**Text excerpt:**

--- START ---

Topic Presentation (30m talk and 15m discussion)

Reading for Presentation is organized around topic blocks, with four papers assigned per block and typically two papers discussed in each class session. Each student is required to present a total of two to three papers over the course of the term. Students may indicate their topic and paper preferences using the provided interest form. Presenters should select papers across perspectives, with at least one paper from the human centered track and one from the machine centered track.

  • In depth survey and lecture: Each presenting student prepares a structured synthesis of the topic and leads the class through a lecture style presentation and discussion.
  • Required components: Presentations must include a curated reading list, summary of key technical ideas and takeaways, and a limitation or discussion effort when feasible.
  • Lecture format: Sessions follow a seminar style format, with presenters responsible for moderating discussion and encouraging critical engagement from the class.
  • Bonus Point: Fruitful discussions and insightful questions during presentations may be rewarded with bonus participation points at the instructor's discretion.

Class Projects

The course includes a semester long research or implementation project. Projects should go beyond surface level performance gains and instead focus on novel failure modes, under explored behaviors, or emerging risks of large language models or agentic systems. Incremental leaderboard gains or prompt only tweaks are discouraged. Projects may be completed individually or in small teams, maximum 2 members. Each project must be DK confirmed during DK Office Hour week (Feb 10, 12) and grounded in a clear research question, supported by relevant literature and empirical analysis.

Project Scope

Students are encouraged to produce one of the following research artifacts:

  • A benchmark or evaluation suite
  • A dataset capturing non trivial behaviors or failure modes
  • A measurement or diagnostic framework
  • A failure taxonomy or behavioral analysis
  • A mitigation, repair, or control algorithm

Deliverables

Each team must submit a written report, reproducible code or data, and presentation materials via Canvas. Reports should follow a standard conference paper format, ACL style preferred, using templates via Overleaf or GitHub.

Milestones and Timeline

The following milestones are aligned with the course schedule. Canvas submission links will be provided.

  • Team formation and project idea Due: early February
  • Project proposal (problem statement, related work, plan) Due: mid February (Canvas link TBD)
  • Midterm presentation In class: March 17 to 19
  • Final presentation In class: April 28 to 30
  • Final report and code submission Due: May 8 (Friday) (Canvas link TBD)

--- END ---

**Task details:** Reproduce the portion of the course guidelines that opens with the words containing "Class Projects" and closes with "and empirical analysis.". Rely on nothing but the course guidelines here.

**Extracted data:**
--- START ---

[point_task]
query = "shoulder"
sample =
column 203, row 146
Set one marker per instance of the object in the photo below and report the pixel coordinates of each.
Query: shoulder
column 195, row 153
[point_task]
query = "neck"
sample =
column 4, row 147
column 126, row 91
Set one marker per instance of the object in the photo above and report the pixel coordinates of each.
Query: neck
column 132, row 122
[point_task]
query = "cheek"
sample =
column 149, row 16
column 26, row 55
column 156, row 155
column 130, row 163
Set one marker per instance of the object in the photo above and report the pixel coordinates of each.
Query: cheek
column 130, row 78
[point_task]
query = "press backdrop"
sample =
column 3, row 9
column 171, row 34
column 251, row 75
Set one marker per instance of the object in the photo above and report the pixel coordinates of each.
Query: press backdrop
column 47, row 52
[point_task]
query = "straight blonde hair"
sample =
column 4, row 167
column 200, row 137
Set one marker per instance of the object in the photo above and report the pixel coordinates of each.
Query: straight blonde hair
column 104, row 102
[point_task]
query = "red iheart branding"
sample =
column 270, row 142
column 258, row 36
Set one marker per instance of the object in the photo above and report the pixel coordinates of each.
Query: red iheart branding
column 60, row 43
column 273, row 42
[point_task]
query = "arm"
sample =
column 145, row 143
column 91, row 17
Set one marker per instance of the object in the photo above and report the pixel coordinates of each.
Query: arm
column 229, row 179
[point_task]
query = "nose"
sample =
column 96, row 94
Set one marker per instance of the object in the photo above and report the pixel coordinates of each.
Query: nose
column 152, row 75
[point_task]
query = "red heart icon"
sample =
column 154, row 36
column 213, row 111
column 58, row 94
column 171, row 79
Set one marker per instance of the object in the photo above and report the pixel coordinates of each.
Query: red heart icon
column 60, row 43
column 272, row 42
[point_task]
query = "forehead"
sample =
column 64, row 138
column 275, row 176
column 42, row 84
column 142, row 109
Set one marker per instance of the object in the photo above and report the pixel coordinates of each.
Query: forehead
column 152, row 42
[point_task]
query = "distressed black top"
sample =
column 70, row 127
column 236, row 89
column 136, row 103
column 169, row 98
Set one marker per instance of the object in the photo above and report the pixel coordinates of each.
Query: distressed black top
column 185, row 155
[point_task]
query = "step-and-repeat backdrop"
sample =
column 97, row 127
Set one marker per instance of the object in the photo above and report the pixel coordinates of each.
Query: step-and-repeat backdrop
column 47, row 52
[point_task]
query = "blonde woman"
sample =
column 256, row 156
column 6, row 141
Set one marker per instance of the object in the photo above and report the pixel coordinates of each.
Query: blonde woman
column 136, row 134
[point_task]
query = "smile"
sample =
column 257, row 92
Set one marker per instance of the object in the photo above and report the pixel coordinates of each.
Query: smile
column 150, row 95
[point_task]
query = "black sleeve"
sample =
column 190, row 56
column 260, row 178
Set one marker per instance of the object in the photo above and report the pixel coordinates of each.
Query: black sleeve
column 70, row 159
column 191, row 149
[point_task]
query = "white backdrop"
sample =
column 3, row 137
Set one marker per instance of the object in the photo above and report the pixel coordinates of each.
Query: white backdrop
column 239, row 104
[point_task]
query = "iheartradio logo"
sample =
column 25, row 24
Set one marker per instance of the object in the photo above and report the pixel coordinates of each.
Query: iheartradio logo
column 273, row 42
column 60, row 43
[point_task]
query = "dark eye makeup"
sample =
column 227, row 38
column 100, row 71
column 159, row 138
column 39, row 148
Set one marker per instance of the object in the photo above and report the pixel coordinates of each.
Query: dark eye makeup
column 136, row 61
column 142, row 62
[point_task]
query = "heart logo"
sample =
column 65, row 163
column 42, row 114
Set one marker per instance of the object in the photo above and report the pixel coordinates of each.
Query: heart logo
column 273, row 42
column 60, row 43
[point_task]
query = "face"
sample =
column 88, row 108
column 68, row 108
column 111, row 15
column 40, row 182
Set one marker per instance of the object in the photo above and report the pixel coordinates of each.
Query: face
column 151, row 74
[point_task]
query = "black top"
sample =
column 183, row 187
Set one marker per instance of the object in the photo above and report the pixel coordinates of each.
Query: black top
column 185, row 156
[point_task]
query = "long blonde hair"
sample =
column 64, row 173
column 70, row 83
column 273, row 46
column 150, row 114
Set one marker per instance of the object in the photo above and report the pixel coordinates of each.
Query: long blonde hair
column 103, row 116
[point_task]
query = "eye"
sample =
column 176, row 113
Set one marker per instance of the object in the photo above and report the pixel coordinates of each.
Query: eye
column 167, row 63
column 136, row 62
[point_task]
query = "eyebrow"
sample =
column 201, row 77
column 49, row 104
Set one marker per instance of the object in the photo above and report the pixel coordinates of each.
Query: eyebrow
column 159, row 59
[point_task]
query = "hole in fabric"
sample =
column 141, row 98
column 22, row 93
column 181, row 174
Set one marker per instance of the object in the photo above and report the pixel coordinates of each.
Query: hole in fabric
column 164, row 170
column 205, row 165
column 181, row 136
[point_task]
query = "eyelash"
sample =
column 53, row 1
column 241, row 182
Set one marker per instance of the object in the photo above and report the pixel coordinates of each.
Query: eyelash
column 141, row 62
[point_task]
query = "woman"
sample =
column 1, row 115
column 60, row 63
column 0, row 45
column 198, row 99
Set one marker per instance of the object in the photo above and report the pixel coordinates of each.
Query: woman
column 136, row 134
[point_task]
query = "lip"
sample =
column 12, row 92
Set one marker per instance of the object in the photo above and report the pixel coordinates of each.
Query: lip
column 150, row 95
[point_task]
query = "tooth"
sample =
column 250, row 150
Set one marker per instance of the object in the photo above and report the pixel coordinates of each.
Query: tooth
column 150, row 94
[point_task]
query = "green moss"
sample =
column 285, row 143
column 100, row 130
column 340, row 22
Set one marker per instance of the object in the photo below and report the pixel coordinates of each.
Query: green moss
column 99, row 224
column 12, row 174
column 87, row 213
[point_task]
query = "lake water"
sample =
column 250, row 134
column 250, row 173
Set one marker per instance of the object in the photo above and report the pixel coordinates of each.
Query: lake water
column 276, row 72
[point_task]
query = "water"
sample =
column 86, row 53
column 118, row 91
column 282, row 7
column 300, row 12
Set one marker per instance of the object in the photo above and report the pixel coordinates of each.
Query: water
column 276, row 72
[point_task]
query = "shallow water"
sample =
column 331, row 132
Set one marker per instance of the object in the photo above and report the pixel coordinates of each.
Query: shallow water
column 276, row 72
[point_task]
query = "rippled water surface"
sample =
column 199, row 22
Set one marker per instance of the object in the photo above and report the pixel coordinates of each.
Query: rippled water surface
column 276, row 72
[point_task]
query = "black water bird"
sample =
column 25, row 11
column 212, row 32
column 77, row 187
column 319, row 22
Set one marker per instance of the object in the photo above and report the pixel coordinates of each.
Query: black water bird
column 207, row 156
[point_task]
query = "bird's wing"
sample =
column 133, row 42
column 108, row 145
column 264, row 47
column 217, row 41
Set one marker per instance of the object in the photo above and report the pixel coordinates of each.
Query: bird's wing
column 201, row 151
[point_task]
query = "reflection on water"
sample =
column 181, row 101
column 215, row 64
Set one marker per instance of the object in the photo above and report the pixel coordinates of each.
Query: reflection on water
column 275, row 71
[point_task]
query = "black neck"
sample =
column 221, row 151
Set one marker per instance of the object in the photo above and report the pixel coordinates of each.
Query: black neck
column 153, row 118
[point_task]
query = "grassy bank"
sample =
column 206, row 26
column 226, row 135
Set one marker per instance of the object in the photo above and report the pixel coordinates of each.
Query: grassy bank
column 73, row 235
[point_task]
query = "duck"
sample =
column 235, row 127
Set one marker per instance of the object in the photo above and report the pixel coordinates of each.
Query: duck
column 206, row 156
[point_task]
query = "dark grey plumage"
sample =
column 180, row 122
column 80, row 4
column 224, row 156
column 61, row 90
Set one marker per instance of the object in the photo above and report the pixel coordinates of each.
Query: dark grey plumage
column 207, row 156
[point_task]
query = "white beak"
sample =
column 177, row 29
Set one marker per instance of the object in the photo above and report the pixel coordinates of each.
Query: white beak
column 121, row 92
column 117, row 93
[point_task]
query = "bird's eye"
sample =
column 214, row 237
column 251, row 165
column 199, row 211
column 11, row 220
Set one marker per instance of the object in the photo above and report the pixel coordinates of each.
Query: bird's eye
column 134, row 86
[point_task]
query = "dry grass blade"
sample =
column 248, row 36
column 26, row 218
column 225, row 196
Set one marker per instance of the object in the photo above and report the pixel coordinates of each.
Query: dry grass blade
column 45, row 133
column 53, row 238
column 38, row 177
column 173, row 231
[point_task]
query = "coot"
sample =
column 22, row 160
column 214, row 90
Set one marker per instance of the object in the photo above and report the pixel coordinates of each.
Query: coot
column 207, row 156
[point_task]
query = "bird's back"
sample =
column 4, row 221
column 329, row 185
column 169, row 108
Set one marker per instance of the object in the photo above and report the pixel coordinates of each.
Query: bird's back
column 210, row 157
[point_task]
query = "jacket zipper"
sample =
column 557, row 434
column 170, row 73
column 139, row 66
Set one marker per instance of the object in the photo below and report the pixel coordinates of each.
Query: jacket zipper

--- END ---
--- START ---

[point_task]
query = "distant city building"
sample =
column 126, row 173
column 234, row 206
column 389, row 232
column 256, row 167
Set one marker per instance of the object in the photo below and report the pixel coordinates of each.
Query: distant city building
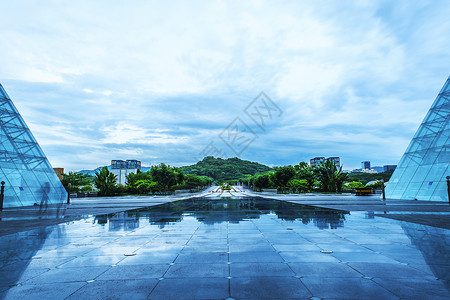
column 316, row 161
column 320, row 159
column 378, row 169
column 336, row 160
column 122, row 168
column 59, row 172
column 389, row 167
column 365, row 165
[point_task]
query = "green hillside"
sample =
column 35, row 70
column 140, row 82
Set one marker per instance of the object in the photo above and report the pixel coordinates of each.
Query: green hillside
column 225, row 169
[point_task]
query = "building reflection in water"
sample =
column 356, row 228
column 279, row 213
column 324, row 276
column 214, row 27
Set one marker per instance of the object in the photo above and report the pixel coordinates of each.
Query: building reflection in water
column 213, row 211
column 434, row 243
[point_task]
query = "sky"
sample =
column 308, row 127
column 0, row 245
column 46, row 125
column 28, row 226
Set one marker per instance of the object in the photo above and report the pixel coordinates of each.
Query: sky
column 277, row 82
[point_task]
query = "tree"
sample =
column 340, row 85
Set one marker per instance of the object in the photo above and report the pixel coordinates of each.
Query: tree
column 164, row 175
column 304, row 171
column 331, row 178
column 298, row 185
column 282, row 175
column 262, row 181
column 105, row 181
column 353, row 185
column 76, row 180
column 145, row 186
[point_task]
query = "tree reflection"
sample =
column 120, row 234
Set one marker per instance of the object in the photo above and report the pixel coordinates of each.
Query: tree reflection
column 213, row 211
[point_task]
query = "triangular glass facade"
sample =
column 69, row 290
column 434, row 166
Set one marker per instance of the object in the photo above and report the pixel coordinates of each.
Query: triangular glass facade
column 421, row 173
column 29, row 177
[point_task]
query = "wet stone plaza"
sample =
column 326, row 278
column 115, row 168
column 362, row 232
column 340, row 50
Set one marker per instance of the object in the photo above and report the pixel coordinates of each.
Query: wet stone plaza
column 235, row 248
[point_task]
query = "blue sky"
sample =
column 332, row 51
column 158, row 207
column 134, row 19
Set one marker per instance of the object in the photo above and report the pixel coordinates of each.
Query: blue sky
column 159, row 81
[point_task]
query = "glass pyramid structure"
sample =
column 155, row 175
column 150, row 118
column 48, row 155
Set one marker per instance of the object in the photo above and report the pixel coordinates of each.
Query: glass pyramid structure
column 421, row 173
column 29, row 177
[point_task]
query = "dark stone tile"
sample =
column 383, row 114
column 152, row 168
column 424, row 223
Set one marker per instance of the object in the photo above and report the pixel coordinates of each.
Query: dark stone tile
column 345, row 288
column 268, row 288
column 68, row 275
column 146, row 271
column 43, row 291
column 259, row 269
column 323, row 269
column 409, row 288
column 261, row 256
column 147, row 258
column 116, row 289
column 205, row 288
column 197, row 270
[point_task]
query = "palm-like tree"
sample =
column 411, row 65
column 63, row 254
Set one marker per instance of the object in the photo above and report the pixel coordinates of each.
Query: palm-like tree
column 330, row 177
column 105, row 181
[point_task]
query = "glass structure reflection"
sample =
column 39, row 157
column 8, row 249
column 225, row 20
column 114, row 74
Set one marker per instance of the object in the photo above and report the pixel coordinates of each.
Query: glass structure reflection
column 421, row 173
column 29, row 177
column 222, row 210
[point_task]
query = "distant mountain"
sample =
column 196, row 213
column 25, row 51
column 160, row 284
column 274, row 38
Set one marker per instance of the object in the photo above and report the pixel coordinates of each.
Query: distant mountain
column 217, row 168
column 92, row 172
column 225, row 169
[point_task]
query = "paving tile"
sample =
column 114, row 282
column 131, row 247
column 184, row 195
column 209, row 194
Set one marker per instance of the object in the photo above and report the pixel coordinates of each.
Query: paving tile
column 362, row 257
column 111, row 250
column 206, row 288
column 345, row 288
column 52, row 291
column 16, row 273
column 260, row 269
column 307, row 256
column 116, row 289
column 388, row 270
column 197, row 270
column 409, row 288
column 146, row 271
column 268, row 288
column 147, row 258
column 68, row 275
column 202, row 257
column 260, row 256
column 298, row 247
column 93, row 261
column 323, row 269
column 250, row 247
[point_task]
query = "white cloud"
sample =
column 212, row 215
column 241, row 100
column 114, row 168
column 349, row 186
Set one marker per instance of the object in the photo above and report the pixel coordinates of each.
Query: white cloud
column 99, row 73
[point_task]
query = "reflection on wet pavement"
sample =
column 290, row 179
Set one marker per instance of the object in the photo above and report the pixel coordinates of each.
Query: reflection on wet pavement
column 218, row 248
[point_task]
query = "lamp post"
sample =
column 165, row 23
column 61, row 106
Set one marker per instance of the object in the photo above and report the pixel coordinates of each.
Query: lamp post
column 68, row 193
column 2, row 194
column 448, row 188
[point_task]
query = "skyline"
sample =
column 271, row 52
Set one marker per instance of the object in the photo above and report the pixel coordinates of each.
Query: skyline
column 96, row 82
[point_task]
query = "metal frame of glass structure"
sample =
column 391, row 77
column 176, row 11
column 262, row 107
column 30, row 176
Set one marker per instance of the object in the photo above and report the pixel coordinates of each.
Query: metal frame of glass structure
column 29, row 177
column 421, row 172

--- END ---
--- START ---

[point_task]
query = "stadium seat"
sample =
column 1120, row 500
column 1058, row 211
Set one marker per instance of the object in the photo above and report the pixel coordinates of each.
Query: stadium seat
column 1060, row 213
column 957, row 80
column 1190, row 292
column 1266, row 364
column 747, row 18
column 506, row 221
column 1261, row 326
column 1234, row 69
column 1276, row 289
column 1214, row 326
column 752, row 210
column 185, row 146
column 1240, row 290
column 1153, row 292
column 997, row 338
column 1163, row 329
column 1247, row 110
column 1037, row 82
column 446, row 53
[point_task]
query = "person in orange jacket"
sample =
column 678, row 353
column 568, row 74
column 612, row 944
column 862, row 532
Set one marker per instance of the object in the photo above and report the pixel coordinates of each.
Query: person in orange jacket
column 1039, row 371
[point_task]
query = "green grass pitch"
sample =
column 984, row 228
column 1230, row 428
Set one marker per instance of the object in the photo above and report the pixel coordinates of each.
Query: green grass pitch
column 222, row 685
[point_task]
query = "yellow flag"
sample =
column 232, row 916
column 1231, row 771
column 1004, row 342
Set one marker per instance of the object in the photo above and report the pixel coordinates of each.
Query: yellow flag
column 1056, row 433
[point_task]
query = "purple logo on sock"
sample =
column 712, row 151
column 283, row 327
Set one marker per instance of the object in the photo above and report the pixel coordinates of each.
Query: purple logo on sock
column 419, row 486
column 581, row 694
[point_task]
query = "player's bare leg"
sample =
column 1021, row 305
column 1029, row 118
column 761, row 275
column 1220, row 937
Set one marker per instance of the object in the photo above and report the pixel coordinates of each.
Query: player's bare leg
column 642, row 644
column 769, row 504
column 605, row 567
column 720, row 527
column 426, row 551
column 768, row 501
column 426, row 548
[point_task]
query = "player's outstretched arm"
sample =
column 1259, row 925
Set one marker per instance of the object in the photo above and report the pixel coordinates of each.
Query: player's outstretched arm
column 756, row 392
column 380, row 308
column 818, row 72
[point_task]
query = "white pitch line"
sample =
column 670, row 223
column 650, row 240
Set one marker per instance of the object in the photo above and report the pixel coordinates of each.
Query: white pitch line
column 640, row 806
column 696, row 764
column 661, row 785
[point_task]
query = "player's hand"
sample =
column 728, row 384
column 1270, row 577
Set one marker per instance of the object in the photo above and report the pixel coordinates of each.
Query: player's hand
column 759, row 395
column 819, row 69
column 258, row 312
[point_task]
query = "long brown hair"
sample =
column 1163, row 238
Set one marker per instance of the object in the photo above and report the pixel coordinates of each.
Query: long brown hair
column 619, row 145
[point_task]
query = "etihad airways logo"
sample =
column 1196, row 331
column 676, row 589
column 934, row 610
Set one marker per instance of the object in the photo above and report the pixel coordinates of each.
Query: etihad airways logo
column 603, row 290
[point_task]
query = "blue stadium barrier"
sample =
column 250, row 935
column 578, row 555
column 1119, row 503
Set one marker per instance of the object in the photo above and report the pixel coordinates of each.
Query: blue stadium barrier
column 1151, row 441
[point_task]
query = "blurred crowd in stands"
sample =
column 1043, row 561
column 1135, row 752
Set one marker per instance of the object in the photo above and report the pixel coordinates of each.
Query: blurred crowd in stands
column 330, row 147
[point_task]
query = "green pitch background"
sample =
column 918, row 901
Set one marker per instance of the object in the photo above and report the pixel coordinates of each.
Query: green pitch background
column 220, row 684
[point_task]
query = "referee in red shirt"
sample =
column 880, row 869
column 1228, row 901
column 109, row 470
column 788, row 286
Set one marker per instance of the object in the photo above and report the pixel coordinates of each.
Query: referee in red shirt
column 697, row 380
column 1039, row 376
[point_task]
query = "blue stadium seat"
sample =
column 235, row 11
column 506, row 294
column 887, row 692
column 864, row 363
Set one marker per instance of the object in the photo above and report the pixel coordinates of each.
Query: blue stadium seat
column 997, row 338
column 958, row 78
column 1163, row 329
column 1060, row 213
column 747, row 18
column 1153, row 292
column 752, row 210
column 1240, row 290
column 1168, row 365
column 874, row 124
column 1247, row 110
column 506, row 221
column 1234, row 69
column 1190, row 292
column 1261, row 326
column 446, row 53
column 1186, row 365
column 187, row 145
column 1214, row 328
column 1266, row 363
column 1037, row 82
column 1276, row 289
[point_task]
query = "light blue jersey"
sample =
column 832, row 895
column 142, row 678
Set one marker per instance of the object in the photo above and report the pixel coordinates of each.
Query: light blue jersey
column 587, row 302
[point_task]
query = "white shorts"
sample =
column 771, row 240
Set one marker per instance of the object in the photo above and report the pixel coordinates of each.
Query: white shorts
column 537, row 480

--- END ---

**Output of the task:**
Class Projects

The course includes a semester long research or implementation project. Projects should go beyond surface level performance gains and instead focus on novel failure modes, under explored behaviors, or emerging risks of large language models or agentic systems. Incremental leaderboard gains or prompt only tweaks are discouraged. Projects may be completed individually or in small teams, maximum 2 members. Each project must be DK confirmed during DK Office Hour week (Feb 10, 12) and grounded in a clear research question, supported by relevant literature and empirical analysis.